▶ Consigne:
Recopiez les lignes ci-dessous en substituant « most central point » à « innermost point », sans rien modifier d'autre.

☆ ☆ ☆ ☆ ☆

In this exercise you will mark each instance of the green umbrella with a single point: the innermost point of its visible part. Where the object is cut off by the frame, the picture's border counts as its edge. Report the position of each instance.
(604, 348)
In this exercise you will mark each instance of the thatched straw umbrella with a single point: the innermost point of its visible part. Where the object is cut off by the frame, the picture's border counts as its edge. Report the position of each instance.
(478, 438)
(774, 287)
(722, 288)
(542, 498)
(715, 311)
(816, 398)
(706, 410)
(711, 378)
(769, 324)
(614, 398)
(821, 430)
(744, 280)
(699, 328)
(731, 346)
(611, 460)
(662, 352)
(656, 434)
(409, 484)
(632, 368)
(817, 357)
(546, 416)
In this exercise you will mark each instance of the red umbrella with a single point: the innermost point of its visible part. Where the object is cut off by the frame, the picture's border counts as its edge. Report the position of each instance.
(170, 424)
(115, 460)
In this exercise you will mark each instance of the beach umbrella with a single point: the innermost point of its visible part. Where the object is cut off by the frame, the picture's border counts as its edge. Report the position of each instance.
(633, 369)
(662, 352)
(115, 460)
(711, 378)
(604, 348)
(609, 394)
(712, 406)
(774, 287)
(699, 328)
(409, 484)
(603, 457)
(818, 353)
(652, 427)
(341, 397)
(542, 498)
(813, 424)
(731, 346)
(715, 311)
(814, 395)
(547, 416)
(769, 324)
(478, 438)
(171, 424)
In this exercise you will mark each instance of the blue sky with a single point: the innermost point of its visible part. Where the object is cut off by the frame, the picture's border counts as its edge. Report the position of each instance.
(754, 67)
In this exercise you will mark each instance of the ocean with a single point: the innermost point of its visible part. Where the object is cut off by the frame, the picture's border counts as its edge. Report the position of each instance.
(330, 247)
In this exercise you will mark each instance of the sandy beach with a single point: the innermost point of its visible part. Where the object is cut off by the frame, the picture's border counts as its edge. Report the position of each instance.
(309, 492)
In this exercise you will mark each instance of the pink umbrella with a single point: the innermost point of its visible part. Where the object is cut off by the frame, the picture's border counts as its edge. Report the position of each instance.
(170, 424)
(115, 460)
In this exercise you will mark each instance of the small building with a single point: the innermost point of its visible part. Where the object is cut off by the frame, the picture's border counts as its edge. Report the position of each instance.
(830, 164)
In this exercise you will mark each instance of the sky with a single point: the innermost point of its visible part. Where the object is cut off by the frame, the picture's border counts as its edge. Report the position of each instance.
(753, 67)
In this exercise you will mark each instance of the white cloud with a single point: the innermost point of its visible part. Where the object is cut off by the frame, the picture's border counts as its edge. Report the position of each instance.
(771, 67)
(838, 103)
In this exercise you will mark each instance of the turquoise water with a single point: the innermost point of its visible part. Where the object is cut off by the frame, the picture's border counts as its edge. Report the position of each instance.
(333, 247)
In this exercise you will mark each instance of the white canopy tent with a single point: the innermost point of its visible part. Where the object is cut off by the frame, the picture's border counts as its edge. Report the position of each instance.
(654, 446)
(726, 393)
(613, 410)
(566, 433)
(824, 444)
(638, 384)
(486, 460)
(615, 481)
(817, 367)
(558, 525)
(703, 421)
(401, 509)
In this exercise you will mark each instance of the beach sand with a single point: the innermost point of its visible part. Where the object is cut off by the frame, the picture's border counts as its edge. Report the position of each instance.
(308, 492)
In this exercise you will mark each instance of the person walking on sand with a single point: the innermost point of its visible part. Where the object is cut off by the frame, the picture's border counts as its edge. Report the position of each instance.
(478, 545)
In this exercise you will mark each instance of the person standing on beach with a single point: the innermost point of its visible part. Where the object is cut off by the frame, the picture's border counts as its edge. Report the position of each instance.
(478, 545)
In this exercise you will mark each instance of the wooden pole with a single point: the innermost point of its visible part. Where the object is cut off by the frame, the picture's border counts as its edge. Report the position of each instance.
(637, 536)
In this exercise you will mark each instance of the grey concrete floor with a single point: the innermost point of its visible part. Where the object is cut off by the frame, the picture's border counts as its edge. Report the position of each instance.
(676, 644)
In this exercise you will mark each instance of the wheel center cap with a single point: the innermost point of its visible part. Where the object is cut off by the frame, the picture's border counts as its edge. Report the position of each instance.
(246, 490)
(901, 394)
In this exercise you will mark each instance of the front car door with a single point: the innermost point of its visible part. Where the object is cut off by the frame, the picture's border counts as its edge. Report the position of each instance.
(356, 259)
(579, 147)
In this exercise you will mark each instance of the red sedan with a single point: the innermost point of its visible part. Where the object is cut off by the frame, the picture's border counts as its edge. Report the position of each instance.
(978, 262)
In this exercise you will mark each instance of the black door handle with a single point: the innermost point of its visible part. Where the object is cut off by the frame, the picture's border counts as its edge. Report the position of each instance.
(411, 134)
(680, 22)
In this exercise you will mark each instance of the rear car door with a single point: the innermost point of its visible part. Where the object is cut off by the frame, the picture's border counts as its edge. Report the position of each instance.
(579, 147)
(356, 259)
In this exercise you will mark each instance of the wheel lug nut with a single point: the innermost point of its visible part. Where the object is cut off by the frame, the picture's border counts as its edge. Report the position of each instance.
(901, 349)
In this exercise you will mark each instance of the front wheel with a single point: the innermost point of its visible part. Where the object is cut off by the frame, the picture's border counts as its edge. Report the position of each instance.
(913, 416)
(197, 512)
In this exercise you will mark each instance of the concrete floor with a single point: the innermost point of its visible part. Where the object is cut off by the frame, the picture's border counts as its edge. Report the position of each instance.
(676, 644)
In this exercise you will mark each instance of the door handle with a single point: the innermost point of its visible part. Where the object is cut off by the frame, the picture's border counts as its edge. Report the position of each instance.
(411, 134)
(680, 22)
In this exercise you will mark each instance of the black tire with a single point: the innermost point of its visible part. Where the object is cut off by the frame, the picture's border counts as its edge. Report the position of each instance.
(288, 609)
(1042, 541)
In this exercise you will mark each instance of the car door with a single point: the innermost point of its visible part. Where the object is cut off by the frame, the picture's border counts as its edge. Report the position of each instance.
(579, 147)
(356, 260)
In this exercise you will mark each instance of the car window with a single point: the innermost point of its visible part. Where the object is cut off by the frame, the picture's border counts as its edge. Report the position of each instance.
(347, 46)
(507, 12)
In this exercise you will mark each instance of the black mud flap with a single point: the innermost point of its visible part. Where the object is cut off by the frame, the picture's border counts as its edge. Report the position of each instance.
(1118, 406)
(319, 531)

☆ ☆ ☆ ☆ ☆

▶ Réponse:
In this exercise you will mark each instance of the green umbrella with a single point: the most central point of its visible part. Where the object is cut off by the frame, the picture's border counts as its edge. Report the position of each instance.
(604, 348)
In this exercise you will mark each instance of the thatched straw umbrella with a single point: the most central point of its visible part. Where the object is cut off by the frame, the picture's border counts as its edge. Report the position of each instance.
(478, 438)
(774, 287)
(722, 288)
(542, 498)
(715, 311)
(816, 398)
(706, 410)
(711, 378)
(769, 324)
(614, 398)
(821, 430)
(744, 280)
(699, 328)
(731, 346)
(611, 460)
(662, 352)
(656, 434)
(409, 484)
(632, 368)
(817, 357)
(546, 416)
In this exercise you will mark each instance of the red umbrella with a single point: the most central point of its visible part. Where the object is cut off by the frame, the picture's border counts as its edge. Report the position of each instance.
(170, 424)
(115, 460)
In this exercise you will mark each instance of the beach umbrella with a single point: the most central point of its visible part. Where the object is cut off by the frame, the picture's border counts as its edge. Report the position of each instance.
(633, 369)
(662, 352)
(115, 460)
(711, 378)
(604, 348)
(609, 394)
(712, 406)
(774, 287)
(699, 328)
(409, 484)
(603, 457)
(818, 353)
(652, 427)
(341, 397)
(542, 498)
(813, 424)
(731, 346)
(715, 311)
(814, 395)
(547, 416)
(769, 324)
(478, 438)
(171, 424)
In this exercise you will mark each instance of the blue sky with a single point: the most central point of its visible part. Where the object is cut off by the frame, the picture's border counts as its edge. Report the position of each instance.
(754, 67)
In this exercise you will mark each instance of the ocean with a single point: the most central point of its visible part. Where the object is cut off by the frame, the picture's border counts as its edge. Report the position of each instance.
(330, 247)
In this exercise you will mark each instance of the sandy beach with a single point: the most central point of its visible part. Where the object is cut off by the frame, the picture's border counts as its edge. Report the position of each instance.
(309, 492)
In this exercise you will mark each instance of the pink umbrella with a single point: the most central point of its visible part. Where the object is cut off by the frame, the picture's border counts as its edge. Report the position of each instance.
(170, 424)
(115, 460)
In this exercise you will mark each instance of the small building with a single point: the most central point of its visible part. Where the object is cut off by the frame, the picture's border counts as its edge. Report the position of each instance.
(830, 164)
In this exercise you will mark each instance of the sky with a single point: the most central point of its visible part. Where the object is cut off by the frame, the picture's border counts as its edge. Report the position of each instance.
(753, 67)
In this exercise you will mark each instance of the white cloud with a single point: the most central point of its visible part. Where the object is cut off by the frame, the picture's border counts as its edge. Report the position of each instance.
(771, 67)
(838, 103)
In this exercise you will mark each instance of the turquoise water with a single point: the most central point of its visible part. Where the object is cut off by the frame, the picture's border counts as its edge. Report the position of each instance.
(333, 247)
In this exercise you will mark each instance of the white canopy tent with a single point: the most central point of its visible part. Where the object is cut off by the frame, the picture's border counts as its edge. Report the position of each instance.
(654, 446)
(726, 393)
(613, 410)
(566, 433)
(824, 444)
(638, 384)
(486, 460)
(615, 481)
(817, 367)
(558, 525)
(703, 421)
(401, 509)
In this exercise you will mark each instance of the beach sand with a single point: the most central point of its visible part. Where the object is cut off by the frame, the picture's border counts as its edge. Report the position of each instance.
(308, 492)
In this exercise you will mark each instance of the person walking on sand with a single point: the most central point of its visible part. Where the object is cut off by the frame, the picture's border counts as its edge. Report the position of each instance.
(478, 545)
In this exercise you will mark each instance of the person standing on beach with a single point: the most central point of its visible part. Where the object is cut off by the frame, the picture's border counts as its edge. Report the position of each instance.
(478, 545)
In this exercise you will mark each instance of the wooden pole with a single point: the most central point of its visible part. Where the object is cut off by the frame, the picture's border counts as its edge. Report the position of each instance.
(637, 536)
In this exercise you will mark each instance of the grey concrete floor with a single point: the most central point of its visible part. Where the object is cut off by the frame, the picture's border counts as its edge. Report the position of each instance.
(676, 644)
In this exercise you will mark each instance of the wheel center cap with a single point: the most central point of its visible part. Where the object is cut off by the frame, the picture's border counts as its edge. Report the position of each instance.
(246, 490)
(901, 394)
In this exercise you will mark each instance of the front car door with a single point: the most central point of its visible part. Where the object is cut off by the frame, the picture's border counts as its edge. Report the position of each instance.
(356, 259)
(579, 147)
In this exercise you will mark each instance of the red sedan with a single point: the most central point of its visible part. Where the object is cut off by the frame, the picture's border counts as its edge. Report the position of each instance.
(978, 262)
In this exercise you will mark each instance of the black door handle with a single point: the most central point of its visible part. Where the object is cut off by the frame, the picture's border counts as its edge. Report the position of each instance.
(411, 134)
(680, 22)
In this exercise you will mark each instance of the rear car door with a single point: the most central point of its visible part. Where the object is cut off by the frame, the picture's border counts as its edge. Report the position of each instance.
(579, 147)
(356, 259)
In this exercise you will mark each instance of the wheel lug nut with a single point: the most central point of its visible part. Where the object is cut off by the frame, the picture's border counts as its edge. Report the position of each instance.
(901, 349)
In this exercise you will mark each instance of the front wheel with a single point: the most central point of its visible part. Where the object is cut off by the frame, the picture's border counts as its edge. Report the position of each instance.
(913, 416)
(197, 512)
In this exercise you will mark each instance of the concrete floor with a single point: the most central point of its visible part. Where the object is cut off by the frame, the picture's border counts as its edge. Report the position of each instance.
(676, 644)
In this exercise you will mark each instance of the door handle with a single point: the most central point of its visible part. Where the object is cut off by the frame, the picture's border counts as its edge. Report the position of each instance.
(411, 134)
(680, 22)
In this exercise you will mark each instance of the black tire with a single point: the most central point of its visible part. Where the object is cut off by the frame, the picture's border counts as its edge. Report the position of each instance.
(288, 609)
(1042, 541)
In this exercise you will mark each instance of the car door with a single point: the most central point of its visible part. Where the object is cut off by the frame, the picture's border counts as its edge. Report the position of each instance.
(579, 147)
(356, 260)
In this exercise you will mark each instance of the car window with a single point: the most central point of its visible part. Where the object is cut off by the frame, the picture's border counts as its edge. Report the position of each instance.
(347, 46)
(507, 12)
In this exercise you will mark each instance of the black mud flap with a single point: the most central point of its visible part. Where the object is cut off by the frame, the picture's border counts as its edge. Report the position of each instance.
(1118, 406)
(319, 531)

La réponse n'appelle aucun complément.